### Given exercise
In the items below, how many lines contain the string "blue"? Case counts, and your reply should be the number alone.

### Dataset entries
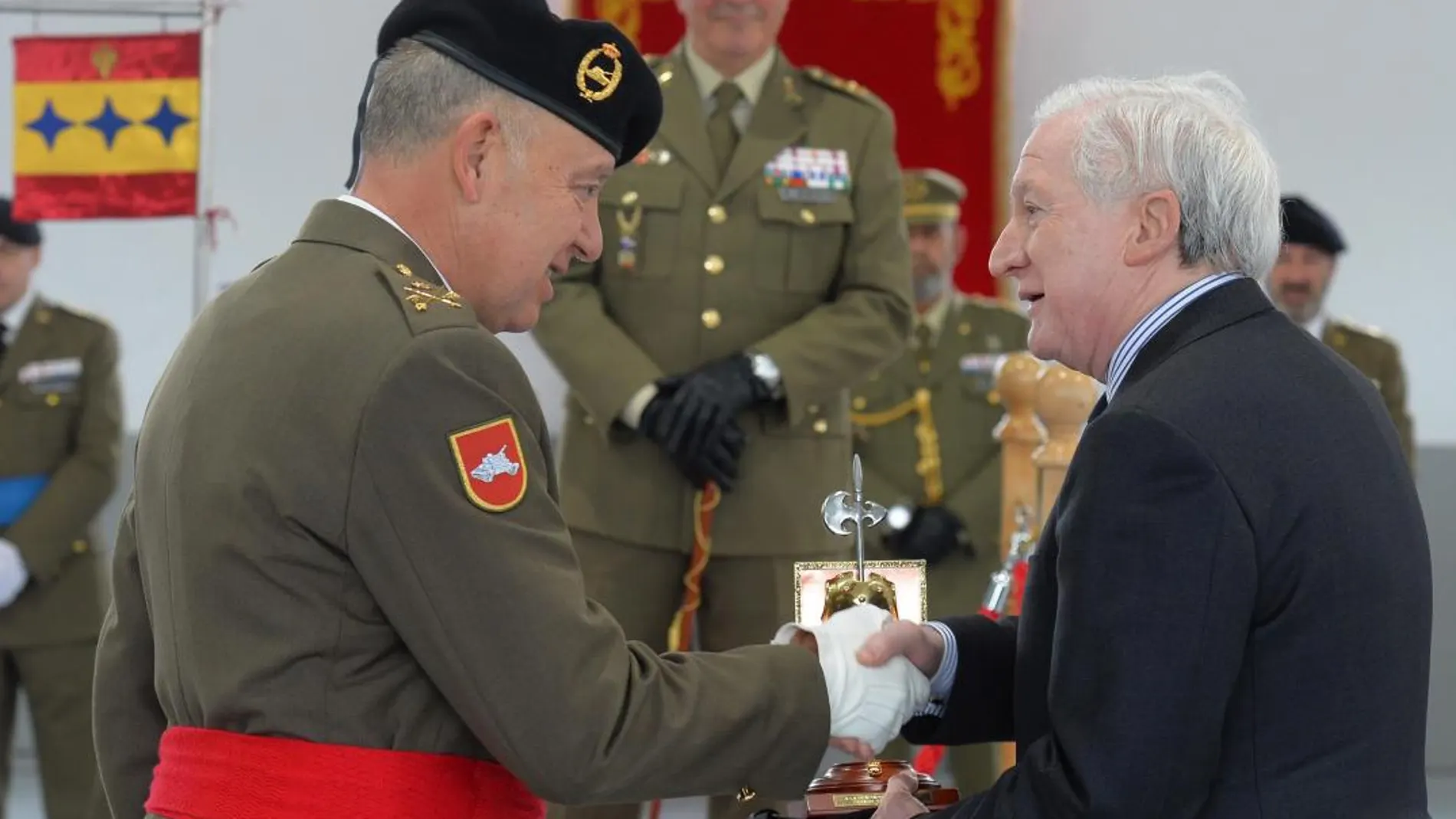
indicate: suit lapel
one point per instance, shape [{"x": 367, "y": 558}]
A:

--

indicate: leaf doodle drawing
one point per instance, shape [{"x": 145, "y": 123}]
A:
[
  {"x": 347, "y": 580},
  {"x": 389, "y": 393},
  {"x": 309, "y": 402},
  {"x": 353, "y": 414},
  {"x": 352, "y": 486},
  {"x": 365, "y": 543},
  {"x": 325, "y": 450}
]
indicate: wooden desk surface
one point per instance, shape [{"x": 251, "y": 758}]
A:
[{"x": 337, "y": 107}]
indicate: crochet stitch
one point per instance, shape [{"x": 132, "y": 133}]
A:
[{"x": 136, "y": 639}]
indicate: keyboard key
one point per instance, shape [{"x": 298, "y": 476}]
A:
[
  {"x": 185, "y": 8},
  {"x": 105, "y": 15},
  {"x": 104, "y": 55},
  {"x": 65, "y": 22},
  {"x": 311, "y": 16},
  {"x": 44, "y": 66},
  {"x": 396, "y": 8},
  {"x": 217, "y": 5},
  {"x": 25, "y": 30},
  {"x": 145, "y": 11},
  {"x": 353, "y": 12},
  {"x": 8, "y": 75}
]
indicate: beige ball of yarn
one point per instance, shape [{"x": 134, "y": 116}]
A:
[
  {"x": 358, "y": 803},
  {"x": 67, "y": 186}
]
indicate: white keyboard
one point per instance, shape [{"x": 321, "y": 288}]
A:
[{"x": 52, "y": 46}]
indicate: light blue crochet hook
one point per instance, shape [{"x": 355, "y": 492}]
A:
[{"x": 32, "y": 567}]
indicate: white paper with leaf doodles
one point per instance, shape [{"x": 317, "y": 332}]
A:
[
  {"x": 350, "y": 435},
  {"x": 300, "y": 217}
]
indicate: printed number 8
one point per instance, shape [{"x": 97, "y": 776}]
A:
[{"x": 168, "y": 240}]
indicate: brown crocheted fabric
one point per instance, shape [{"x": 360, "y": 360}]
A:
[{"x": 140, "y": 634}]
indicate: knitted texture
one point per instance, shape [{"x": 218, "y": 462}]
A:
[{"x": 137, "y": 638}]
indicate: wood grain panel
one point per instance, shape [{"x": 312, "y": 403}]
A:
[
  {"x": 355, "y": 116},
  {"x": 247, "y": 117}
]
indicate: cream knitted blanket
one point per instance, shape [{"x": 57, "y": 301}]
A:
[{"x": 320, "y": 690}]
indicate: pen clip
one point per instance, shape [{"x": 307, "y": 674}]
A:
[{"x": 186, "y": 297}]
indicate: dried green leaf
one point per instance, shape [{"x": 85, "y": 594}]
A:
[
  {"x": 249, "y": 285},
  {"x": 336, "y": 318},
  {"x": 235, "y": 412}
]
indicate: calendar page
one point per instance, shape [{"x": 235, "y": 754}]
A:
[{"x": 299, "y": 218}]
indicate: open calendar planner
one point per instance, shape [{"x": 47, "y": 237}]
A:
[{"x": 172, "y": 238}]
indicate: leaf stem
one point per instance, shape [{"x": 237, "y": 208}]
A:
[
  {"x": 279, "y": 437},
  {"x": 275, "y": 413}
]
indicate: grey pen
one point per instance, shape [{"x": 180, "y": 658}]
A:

* * *

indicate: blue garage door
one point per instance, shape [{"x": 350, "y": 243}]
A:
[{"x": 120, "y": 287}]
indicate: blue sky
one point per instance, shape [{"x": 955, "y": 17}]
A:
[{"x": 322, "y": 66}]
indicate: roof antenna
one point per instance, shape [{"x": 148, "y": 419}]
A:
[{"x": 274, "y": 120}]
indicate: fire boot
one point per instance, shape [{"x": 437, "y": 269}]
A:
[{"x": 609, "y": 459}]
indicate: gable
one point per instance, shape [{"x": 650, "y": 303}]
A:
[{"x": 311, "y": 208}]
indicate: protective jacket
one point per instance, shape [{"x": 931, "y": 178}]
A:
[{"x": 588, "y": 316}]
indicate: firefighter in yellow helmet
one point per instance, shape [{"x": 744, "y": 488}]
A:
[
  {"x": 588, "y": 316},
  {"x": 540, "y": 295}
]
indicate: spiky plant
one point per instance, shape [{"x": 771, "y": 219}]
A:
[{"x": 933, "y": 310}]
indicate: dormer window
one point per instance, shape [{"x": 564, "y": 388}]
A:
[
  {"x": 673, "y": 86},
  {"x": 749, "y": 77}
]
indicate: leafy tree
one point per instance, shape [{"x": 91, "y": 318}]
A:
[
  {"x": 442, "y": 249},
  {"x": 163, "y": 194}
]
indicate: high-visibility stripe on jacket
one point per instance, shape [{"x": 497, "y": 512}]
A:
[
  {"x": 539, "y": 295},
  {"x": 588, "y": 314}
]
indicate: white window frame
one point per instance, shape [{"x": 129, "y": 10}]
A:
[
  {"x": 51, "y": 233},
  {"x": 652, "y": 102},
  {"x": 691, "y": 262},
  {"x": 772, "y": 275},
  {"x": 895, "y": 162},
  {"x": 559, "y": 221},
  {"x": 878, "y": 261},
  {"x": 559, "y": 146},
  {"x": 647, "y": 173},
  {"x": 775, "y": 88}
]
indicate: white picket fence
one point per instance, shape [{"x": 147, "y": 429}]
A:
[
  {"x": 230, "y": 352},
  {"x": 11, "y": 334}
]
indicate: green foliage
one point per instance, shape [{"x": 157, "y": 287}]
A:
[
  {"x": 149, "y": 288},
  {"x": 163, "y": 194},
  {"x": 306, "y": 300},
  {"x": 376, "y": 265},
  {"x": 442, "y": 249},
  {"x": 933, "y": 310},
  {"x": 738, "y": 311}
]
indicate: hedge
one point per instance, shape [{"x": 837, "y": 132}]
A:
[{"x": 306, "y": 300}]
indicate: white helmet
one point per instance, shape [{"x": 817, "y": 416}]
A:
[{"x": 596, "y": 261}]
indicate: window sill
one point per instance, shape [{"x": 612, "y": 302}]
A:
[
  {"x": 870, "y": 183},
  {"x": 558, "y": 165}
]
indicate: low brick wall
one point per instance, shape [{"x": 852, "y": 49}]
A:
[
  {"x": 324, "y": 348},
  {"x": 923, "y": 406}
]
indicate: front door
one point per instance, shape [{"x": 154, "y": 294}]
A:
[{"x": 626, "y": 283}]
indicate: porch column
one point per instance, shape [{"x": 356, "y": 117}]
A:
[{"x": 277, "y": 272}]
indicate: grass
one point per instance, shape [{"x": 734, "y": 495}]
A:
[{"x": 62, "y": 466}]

### Result for this task
3